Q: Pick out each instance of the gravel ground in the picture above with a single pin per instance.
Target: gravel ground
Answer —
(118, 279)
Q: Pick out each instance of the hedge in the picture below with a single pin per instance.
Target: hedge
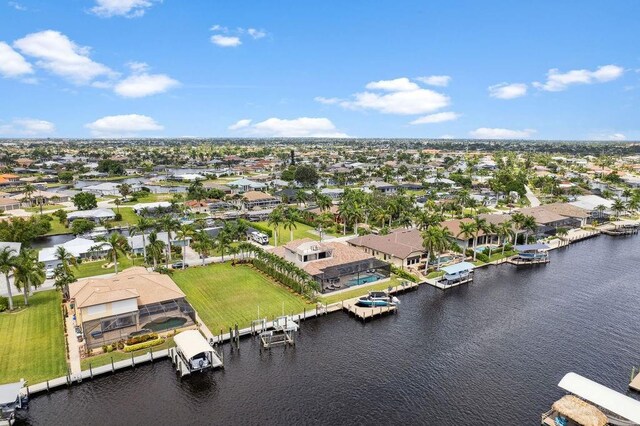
=-=-=
DESCRIPTION OF THE TASK – Write out all of the rows above word for word, omitting the pictures.

RESPONSE TO THE EXERCISE –
Q: Pick out each instance of the gravel ground in the picture above with a single pin per instance.
Target: gravel ground
Answer —
(118, 279)
Q: Pick out each instance of the hedge in the picture below with a single pin per instance.
Target: hedge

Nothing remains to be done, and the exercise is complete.